[START OF Records]

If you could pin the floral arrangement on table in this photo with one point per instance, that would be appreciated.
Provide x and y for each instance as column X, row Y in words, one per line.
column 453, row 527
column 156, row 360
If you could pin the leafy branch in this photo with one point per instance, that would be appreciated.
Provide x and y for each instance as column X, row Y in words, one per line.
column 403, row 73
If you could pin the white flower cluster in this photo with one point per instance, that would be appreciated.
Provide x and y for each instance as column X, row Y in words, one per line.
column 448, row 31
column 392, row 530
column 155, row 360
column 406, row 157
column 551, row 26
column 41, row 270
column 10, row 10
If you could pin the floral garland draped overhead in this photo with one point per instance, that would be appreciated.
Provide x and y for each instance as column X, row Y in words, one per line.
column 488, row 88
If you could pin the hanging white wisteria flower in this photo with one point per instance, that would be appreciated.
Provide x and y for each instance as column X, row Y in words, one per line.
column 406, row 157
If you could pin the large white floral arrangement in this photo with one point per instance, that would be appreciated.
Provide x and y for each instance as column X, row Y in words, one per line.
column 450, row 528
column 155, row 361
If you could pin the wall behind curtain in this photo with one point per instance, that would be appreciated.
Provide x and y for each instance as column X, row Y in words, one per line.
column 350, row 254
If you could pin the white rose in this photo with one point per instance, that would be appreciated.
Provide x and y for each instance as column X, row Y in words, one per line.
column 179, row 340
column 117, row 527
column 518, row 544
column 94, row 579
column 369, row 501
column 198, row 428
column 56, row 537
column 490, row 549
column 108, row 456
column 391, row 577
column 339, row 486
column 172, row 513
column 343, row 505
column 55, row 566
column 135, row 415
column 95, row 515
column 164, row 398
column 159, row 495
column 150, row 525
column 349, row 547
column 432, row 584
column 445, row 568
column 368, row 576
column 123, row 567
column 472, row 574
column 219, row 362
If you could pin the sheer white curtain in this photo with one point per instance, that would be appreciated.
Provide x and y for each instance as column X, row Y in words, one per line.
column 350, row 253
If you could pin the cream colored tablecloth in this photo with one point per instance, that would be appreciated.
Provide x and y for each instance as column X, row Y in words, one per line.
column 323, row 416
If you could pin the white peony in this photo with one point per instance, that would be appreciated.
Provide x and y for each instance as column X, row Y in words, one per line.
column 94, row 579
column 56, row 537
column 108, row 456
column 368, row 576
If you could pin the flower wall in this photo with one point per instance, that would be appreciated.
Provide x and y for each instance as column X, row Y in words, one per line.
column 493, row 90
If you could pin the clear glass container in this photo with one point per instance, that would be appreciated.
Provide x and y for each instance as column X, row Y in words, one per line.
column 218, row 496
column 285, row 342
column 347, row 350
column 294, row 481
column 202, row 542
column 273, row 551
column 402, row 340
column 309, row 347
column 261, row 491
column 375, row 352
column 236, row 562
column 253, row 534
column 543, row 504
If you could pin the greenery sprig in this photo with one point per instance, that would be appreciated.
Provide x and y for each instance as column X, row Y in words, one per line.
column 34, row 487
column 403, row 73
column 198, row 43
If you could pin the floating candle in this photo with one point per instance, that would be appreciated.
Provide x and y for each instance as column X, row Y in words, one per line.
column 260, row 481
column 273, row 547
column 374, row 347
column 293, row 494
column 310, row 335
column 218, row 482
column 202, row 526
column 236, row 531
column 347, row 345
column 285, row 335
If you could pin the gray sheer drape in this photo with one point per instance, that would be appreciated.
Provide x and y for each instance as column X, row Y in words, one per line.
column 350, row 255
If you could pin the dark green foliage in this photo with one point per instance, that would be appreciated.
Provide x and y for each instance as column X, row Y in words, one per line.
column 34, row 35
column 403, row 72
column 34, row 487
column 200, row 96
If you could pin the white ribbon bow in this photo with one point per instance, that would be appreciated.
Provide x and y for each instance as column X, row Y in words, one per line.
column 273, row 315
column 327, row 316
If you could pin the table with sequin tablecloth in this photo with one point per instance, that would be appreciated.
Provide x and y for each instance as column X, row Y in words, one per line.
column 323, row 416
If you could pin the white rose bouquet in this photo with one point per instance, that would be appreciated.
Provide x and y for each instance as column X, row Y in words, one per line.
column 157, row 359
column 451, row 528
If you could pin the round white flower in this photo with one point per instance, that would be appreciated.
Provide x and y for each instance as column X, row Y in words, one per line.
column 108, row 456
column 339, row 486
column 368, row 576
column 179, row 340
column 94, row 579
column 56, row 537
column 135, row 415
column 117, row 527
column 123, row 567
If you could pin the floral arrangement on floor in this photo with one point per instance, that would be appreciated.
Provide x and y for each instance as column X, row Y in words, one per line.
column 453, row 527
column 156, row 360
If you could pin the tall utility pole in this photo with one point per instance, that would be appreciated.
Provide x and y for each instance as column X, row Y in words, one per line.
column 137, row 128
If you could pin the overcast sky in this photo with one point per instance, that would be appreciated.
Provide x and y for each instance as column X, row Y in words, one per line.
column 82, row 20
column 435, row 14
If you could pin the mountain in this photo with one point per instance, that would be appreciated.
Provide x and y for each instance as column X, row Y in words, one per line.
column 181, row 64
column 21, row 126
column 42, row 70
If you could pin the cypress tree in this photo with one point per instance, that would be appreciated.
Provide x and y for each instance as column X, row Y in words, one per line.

[END OF Records]

- _Stated task_: Reproduce the material above verbatim, from the first line to the last.

- _Result for this task_:
If you could pin the floral arrangement on table in this photo with one point per instance, that would be appreciated.
Provide x and y for each instance as column X, row Y in words, one per line.
column 453, row 527
column 156, row 360
If you could pin the leafy branch in this photo with one point per instance, that would be appreciated.
Provide x and y for each instance as column X, row Y in words, one per line.
column 403, row 73
If you could pin the white flower cluster in this photo with one point per instance, that would be appreciated.
Provide x and y for each instance as column X, row Y in words, one per line.
column 448, row 31
column 392, row 530
column 155, row 360
column 406, row 157
column 551, row 26
column 41, row 270
column 10, row 10
If you could pin the floral garland draped overhead in this photo with one point per instance, that would be appreciated.
Provide x and y for each instance as column X, row Y in words, one per line.
column 488, row 88
If you could pin the hanging white wisteria flower in this photo with one point per instance, that would be appreciated.
Provide x and y for each instance as column X, row Y in words, one per line.
column 406, row 157
If you could pin the large white floral arrangement in this photo with one point per instance, that would be appreciated.
Provide x and y for each instance as column X, row Y in words, one per line.
column 450, row 528
column 155, row 361
If you could pin the wall behind curtain in this photo with one point per instance, that would be appreciated.
Provide x and y for each instance as column X, row Y in words, one per line.
column 350, row 254
If you could pin the white rose in this photo with one point per instance, that would be appreciated.
Provide x and y for each instance as column X, row Y in words, one per line.
column 179, row 340
column 117, row 527
column 518, row 544
column 94, row 579
column 369, row 501
column 198, row 428
column 56, row 537
column 490, row 549
column 108, row 456
column 391, row 577
column 339, row 486
column 172, row 513
column 343, row 505
column 55, row 566
column 135, row 415
column 95, row 515
column 164, row 398
column 159, row 495
column 150, row 525
column 349, row 547
column 432, row 584
column 445, row 568
column 368, row 576
column 123, row 567
column 472, row 574
column 219, row 362
If you could pin the sheer white curtain in this photo with one point per instance, that would be appreciated.
Provide x and y for each instance as column X, row Y in words, one per line.
column 350, row 253
If you could pin the cream colored tablecloth in this photo with one point per instance, that would be appreciated.
Provide x and y for each instance as column X, row Y in words, one per line.
column 323, row 416
If you could pin the white peony in this photo with one point per instance, that would be appreciated.
Provide x and y for each instance as column X, row Y in words, one per line.
column 94, row 579
column 56, row 537
column 108, row 456
column 368, row 576
If you could pin the flower wall in this photo with one point per instance, that would be appreciated.
Provide x and y for each instance as column X, row Y in words, one per line.
column 493, row 90
If you could pin the clear glass container in this photo with one point per instance, that would be appreciated.
Provide x and y for each instance as column X, row Y in words, one per line.
column 218, row 496
column 285, row 342
column 347, row 350
column 294, row 481
column 202, row 542
column 273, row 551
column 402, row 340
column 309, row 347
column 261, row 491
column 375, row 352
column 236, row 562
column 253, row 534
column 543, row 504
If you could pin the greenery sprig in this photo with one point per instance, that would be appreciated.
Provide x and y for each instance as column X, row Y in words, one per line.
column 34, row 487
column 403, row 73
column 198, row 43
If you could pin the floating candle in this photo with one point per instance, that would be appreciated.
Provide x and y for each instance as column X, row Y in words, one per line.
column 260, row 481
column 273, row 547
column 374, row 347
column 293, row 494
column 310, row 335
column 218, row 482
column 202, row 526
column 236, row 531
column 347, row 345
column 285, row 335
If you could pin the gray sheer drape in this photo with one point per instance, that would be appreciated.
Provide x and y for each instance as column X, row Y in words, one per line.
column 350, row 255
If you could pin the dark green foliage in this photo with one point per instance, that would be appreciated.
Provide x and y for each instance as column X, row Y in words, one per line.
column 34, row 35
column 403, row 72
column 34, row 487
column 200, row 96
If you could pin the white ribbon bow in this photo with one point per instance, that would be appreciated.
Provide x and y for each instance as column X, row Y in words, one per line.
column 273, row 315
column 327, row 316
If you could pin the table with sequin tablecloth in this photo with one point per instance, that would be appreciated.
Provide x and y for each instance as column X, row Y in words, one per line.
column 323, row 416
If you could pin the white rose bouquet in this photo with one point per instance, that would be appreciated.
Provide x and y for each instance as column X, row Y in words, one per line.
column 157, row 359
column 451, row 528
If you could pin the round white flower in this photo with one point per instance, that would be appreciated.
Provide x and y for each instance as column X, row Y in words, one per line.
column 108, row 456
column 339, row 486
column 368, row 576
column 179, row 340
column 94, row 579
column 56, row 537
column 135, row 415
column 117, row 527
column 123, row 567
If you could pin the floral arrangement on floor in this photo with one point per instance, that would be appreciated.
Provide x and y for each instance as column X, row Y in words, one per line.
column 453, row 527
column 156, row 360
If you could pin the tall utility pole in this photo with one point per instance, that would be appreciated.
Provide x and y for each instance as column X, row Y in words, one per line.
column 137, row 128
If you could pin the overcast sky in this photo with one point per instance, that would be appreciated.
Provide x and y for each instance as column X, row Y in words, one per line.
column 82, row 20
column 435, row 14
If you could pin the mountain in this photo with one point per instance, that would be appreciated.
Provide x and y for each instance as column X, row Y in words, one per line.
column 181, row 64
column 21, row 126
column 42, row 70
If you could pin the cypress tree in this photo with one point per instance, that would be appreciated.
Provide x and y for each instance as column X, row Y in words, one per line.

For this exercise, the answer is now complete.